* [Aim]:
Reproduce every line of the following records word for word, keeping their order and punctuation unchanged.

========================================

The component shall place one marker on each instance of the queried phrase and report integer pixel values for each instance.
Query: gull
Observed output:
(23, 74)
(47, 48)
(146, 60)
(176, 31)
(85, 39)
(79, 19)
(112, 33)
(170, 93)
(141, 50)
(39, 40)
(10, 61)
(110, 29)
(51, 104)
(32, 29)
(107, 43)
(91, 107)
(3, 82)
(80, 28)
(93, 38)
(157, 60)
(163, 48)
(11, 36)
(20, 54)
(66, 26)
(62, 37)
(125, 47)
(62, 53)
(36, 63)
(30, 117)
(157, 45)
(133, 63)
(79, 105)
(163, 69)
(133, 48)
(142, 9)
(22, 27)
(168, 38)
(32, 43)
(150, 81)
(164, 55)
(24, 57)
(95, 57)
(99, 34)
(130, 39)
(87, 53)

========================================

* [Written solution]:
The component shall place one marker on each instance of the queried phrase and report integer pixel values for each instance.
Query: gull
Observed output:
(23, 74)
(47, 48)
(146, 60)
(176, 31)
(85, 39)
(79, 19)
(112, 33)
(170, 93)
(141, 50)
(39, 40)
(10, 61)
(110, 29)
(51, 104)
(32, 29)
(107, 43)
(91, 107)
(3, 82)
(80, 28)
(93, 38)
(157, 60)
(163, 48)
(11, 36)
(20, 54)
(66, 26)
(62, 37)
(125, 47)
(62, 53)
(36, 63)
(30, 117)
(157, 45)
(133, 63)
(79, 105)
(163, 69)
(133, 48)
(142, 9)
(22, 27)
(168, 38)
(32, 43)
(150, 81)
(164, 55)
(24, 57)
(95, 57)
(99, 34)
(130, 39)
(87, 53)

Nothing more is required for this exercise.